PROVIDED RECORDS -
.....

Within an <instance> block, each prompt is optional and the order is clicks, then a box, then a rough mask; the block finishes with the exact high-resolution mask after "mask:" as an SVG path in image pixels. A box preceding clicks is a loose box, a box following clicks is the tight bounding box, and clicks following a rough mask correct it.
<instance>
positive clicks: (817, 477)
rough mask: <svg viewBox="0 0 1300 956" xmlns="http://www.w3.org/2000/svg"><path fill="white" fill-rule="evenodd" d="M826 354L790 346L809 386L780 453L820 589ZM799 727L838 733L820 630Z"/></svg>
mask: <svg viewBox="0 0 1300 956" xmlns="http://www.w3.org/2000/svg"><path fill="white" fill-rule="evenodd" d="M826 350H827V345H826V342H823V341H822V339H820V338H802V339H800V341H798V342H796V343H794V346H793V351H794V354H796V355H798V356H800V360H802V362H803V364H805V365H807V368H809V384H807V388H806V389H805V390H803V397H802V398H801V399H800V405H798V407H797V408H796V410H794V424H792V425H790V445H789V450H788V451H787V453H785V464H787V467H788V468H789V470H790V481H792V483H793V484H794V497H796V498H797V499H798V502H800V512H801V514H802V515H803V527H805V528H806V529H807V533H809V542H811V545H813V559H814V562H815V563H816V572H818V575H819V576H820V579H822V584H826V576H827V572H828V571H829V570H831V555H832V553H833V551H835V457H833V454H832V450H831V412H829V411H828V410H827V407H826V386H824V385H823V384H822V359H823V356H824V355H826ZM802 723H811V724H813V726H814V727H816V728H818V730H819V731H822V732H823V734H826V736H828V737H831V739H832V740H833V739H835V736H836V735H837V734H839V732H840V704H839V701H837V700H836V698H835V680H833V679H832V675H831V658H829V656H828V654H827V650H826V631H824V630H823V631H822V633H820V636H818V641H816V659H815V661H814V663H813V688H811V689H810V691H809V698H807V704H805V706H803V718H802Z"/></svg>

.....

TASK TO CARRY OUT - Could you output every line above again, character for character, with nothing changed?

SOLUTION TO THE PROBLEM -
Within an <instance> block, each prompt is optional and the order is clicks, then a box, then a rough mask; the block finishes with the exact high-resolution mask after "mask:" as an SVG path in image pixels. A box preceding clicks is a loose box, a box following clicks is the tight bounding box, and clicks following a rough mask correct it.
<instance>
positive clicks: (817, 477)
rough mask: <svg viewBox="0 0 1300 956" xmlns="http://www.w3.org/2000/svg"><path fill="white" fill-rule="evenodd" d="M826 354L790 346L809 386L780 453L820 589ZM799 727L838 733L820 630Z"/></svg>
mask: <svg viewBox="0 0 1300 956" xmlns="http://www.w3.org/2000/svg"><path fill="white" fill-rule="evenodd" d="M826 350H827V345H826V342H823V341H822V339H820V338H802V339H800V341H798V342H796V343H794V346H793V351H794V354H796V355H798V356H800V360H802V362H803V364H805V365H807V368H809V384H807V388H806V389H805V390H803V397H802V398H801V399H800V405H798V407H797V408H796V410H794V424H792V425H790V445H789V450H788V451H787V453H785V464H787V467H788V468H789V470H790V481H792V483H793V484H794V497H796V498H797V499H798V502H800V512H801V514H802V515H803V527H805V528H806V529H807V533H809V542H811V545H813V559H814V562H815V563H816V572H818V575H819V576H820V579H822V584H826V576H827V572H828V571H829V570H831V555H832V553H833V551H835V457H833V454H832V450H831V412H829V411H828V410H827V407H826V386H824V385H823V384H822V359H823V356H824V355H826ZM802 723H811V724H813V726H814V727H816V728H818V730H819V731H822V732H823V734H826V736H828V737H831V739H832V740H833V739H835V736H836V735H837V734H839V732H840V704H839V701H837V700H836V698H835V680H833V679H832V675H831V658H829V656H828V654H827V650H826V631H824V630H823V631H822V633H820V636H818V641H816V659H815V661H814V663H813V688H811V689H810V691H809V698H807V704H805V706H803V718H802Z"/></svg>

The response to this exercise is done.